- [Text segment]
________________

Sunday, May 18, 2008

How to stop doing what you think you ought to do . . .

... and do what you want to do.

It is easy for us to forget that the church is supposed to be a supernatural institution. The New Testament teaches repeatedly that churches are to be inspired and led by the Holy Spirit. And it was to remind the church in Corinth, Greece, of that fact that concerned Paul for a good part of his first letter to them.

1 Corinthians 12:1, 4-11:

Now concerning spiritual gifts, brothers and sisters, I do not want you to be uninformed. ... Now there are varieties of gifts, but the same Spirit; and there are varieties of services, but the same Lord; and there are varieties of activities, but it is the same God who activates all of them in everyone. To each is given the manifestation of the Spirit for the common good. To one is given through the Spirit the utterance of wisdom, and to another the utterance of knowledge according to the same Spirit, to another faith by the same Spirit, to another gifts of healing by the one Spirit, to another the working of miracles, to another prophecy, to another the discernment of spirits, to another various kinds of tongues, to another the interpretation of tongues. All these are activated by one and the same Spirit, who allots to each one individually just as the Spirit chooses.
Paul’s letters to the church in Corinth offers guidance, advice and correction of theological errors. One thin he emphasized was how the members of a church, though many, comprise only one body of believers. He put it this way:
“For just as the body is one and has many members, and all the members of the body, though many, are one body, so it is with Christ. For in the one Spirit we were all baptized into one body ... and we were all made to drink of one Spirit.”

So since then we of the church call ourselves the body of Christ – I say this all the time. Like our individual bodies, we may think of the church as a living organism. As a church we breathe both ordinary air of the atmosphere and the spirit of the Lord.

Here are a couple of illustrations of how the church is made up of individual members comprising one body.

Geese fly in V-formation as they migrate. Research revealed that this formation is very aerodynamically efficient for them. Each goose except the lead goose is aided by the turbulent air ahead that is created by flapping wings, just as NASCAR drivers try to “draft” cars ahead of them.

As a whole, the V-formation is a lot like the swept wing of a jet plane. In formation, the geese can fly nonstop a distance two-thirds greater than one goose can fly alone. Common direction and purpose makes for easier trips, less fatigue and faster arrivals.

The lead goose has the toughest job. That’s why the lead changes every so often. That made me think of the Methodist practice of no one occupying any office permanently. It’s a good idea not to have permanent occupiers of church offices.
For geese, the greater body is a formation, and they are all members of one formation.

In New York city the renowned Orpheus Chamber Orchestra does not use a conductor. The orchestra developed a process called, naturally enough, the Orpheus Process, “built on individual responsibility, shared leadership and workplace democracy."

________________

Coordinate annotation records:
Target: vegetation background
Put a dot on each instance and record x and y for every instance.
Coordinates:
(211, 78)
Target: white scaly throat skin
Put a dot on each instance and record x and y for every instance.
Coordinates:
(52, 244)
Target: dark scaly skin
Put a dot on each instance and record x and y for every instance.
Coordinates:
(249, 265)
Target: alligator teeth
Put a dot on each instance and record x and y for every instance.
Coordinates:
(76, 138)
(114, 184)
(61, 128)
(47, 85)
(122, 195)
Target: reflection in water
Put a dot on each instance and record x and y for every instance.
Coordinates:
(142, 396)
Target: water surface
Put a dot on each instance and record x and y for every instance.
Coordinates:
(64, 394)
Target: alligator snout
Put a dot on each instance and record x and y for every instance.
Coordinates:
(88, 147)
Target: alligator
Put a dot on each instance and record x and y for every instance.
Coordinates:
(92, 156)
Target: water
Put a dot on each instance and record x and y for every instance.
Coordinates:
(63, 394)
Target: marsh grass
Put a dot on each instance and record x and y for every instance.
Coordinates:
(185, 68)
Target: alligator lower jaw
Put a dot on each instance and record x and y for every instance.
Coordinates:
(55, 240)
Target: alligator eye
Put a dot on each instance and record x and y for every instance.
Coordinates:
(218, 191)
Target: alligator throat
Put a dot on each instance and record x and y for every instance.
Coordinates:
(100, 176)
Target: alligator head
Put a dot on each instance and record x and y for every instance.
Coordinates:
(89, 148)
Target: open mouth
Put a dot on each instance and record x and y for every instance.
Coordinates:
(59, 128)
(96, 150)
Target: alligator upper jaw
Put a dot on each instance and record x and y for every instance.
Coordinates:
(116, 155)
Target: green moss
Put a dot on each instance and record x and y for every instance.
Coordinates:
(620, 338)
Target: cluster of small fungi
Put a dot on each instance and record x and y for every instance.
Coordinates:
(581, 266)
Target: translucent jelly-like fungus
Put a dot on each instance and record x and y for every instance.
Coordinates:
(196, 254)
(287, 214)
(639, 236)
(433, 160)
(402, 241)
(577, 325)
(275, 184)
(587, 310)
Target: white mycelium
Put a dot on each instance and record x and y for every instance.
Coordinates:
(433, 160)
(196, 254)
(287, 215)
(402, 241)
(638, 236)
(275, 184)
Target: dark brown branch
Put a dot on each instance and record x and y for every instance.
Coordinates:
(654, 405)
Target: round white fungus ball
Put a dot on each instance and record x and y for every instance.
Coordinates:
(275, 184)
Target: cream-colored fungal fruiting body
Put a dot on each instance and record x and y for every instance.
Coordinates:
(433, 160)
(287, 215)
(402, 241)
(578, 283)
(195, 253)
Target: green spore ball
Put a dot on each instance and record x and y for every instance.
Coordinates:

________________

- [Tasks for this exercise]
1) In the post on the church as one body, rewrite the passage starting at "Here are a couple" and ending at "of church offices.", replacing "V-formation" with "wedge formation".
2) Resume the post on the church as one body after its final sentence.

- [Responses to the exercise]
1)
Here are a couple of illustrations of how the church is made up of individual members comprising one body.

Geese fly in wedge formation as they migrate. Research revealed that this formation is very aerodynamically efficient for them. Each goose except the lead goose is aided by the turbulent air ahead that is created by flapping wings, just as NASCAR drivers try to “draft” cars ahead of them.

As a whole, the wedge formation is a lot like the swept wing of a jet plane. In formation, the geese can fly nonstop a distance two-thirds greater than one goose can fly alone. Common direction and purpose makes for easier trips, less fatigue and faster arrivals.

The lead goose has the toughest job. That’s why the lead changes every so often. That made me think of the Methodist practice of no one occupying any office permanently. It’s a good idea not to have permanent occupiers of church offices.

2)
The orchestra achieves excellence through team building and collaboration. For concerts, “an elected committee of musicians selects a concertmaster and each instrumental section chooses a representative.” This core group determines how to play and interpret the music and the structure for rehearsals. Then the whole orchestra begins to rehearse. This method provides leadership and ensures that every member has a stake in the outcome of each performance. Businesses, colleges, non-profit and public-sector organizations have adapted this model.

Their body is the orchestra. The Orpheus process works because each member is both individually and collectively responsible. Everyone participates. No one shirks.
John Wesley wrote, “There are diversities of gifts, but the same Spirit - Divers streams, but all from one fountain.” The essential character of the church can rightly spring only from one source: the Spirit of the Holy God, the grace of Jesus Christ. And Paul adds, the gifts of God to the members of the church by which the church is empowered to be the body of Christ. We “are the body of Christ and individually members of it.”

So far so good, but then Paul starts talking about God’s appointment of apostles, prophets, teachers, gifts of healing and other things. And this teaching often throws people for a loop. There’s a saying I heard once, “God doesn’t call the qualified. He qualifies the called.” That’s where spiritual gifts come in. They are how God qualifies Christ’s disciples to flower as members of the Christ’s body, the church.

God’s grace is given to us that we may be saved. Spiritual gifts are given us that we may help save others. That is what a church is for. We are to live as disciples of Jesus Christ and lead others to become disciples. By grace we are disciples, by God’s gifts we lead others to discipleship.

Spiritual gifts are abilities that God gives his people by the Spirit to enable them fully to be his disciples. Cathy and I attended a weekend workshop in 1989 where we discerned our spiritual gifts. It turned out to be our first step in the journey that led us to be called by God into the ministry. So for us, discovering our spiritual gifts was literally life changing.

Paul mentions apostles, prophets and teachers, among other gifts. An apostle is one who has the spiritual power to adhere to the personality of Christ in such a way as to wield spiritual authority and oversight of groups in other places to extend the Gospel to new people, places and circumstances.

Prophets are those who have the spiritual power to make contemporary connections between biblical truths and God’s will for today’s living, and to manifest or reveal God’s word for Christian living in this time and place.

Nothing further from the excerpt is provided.